Exercise brief: Write out exactly the lines below that run from the one containing "<point>131,358</point>" through the one containing "Annotate the pruned", both included, with no other lines.

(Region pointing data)

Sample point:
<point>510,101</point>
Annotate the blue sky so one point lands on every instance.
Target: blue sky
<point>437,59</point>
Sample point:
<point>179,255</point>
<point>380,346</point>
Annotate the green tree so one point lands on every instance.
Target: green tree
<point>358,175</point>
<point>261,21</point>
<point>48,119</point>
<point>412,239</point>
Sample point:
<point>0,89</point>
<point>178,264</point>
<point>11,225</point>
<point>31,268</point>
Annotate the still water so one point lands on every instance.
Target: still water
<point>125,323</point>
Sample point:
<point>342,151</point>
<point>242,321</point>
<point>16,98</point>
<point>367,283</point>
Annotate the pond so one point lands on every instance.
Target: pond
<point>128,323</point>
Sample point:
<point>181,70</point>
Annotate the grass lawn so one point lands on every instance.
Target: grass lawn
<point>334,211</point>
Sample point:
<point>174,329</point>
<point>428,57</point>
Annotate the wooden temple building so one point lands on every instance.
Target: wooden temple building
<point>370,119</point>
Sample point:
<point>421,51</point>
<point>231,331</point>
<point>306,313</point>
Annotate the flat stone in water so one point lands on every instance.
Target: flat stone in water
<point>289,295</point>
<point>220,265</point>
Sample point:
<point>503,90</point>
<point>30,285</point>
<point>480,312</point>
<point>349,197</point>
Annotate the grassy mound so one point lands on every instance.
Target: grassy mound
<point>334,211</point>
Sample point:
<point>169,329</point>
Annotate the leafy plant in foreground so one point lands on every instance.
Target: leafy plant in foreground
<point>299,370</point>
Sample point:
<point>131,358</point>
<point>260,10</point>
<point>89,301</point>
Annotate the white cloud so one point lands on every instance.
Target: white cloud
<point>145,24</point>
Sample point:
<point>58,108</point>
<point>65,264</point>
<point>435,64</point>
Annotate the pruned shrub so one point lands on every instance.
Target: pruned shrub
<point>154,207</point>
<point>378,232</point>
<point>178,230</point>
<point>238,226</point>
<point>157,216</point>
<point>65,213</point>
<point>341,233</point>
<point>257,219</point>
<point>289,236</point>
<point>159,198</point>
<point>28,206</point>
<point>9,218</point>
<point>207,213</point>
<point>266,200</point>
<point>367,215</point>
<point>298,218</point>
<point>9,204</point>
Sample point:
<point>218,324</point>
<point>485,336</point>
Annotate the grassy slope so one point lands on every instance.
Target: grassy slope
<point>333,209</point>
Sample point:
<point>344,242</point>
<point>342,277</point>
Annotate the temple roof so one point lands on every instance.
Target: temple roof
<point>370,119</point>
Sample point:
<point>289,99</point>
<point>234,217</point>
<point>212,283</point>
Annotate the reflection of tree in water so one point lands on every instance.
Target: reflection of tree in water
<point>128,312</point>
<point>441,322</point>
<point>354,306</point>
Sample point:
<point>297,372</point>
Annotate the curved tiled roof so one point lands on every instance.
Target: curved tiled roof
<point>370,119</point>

Exercise result:
<point>131,358</point>
<point>260,10</point>
<point>89,301</point>
Annotate the white cloud so one point lands on every instance.
Target: white cloud
<point>145,24</point>
Sample point:
<point>58,108</point>
<point>65,264</point>
<point>435,64</point>
Annotate the pruned shrub so one point lands on every instance.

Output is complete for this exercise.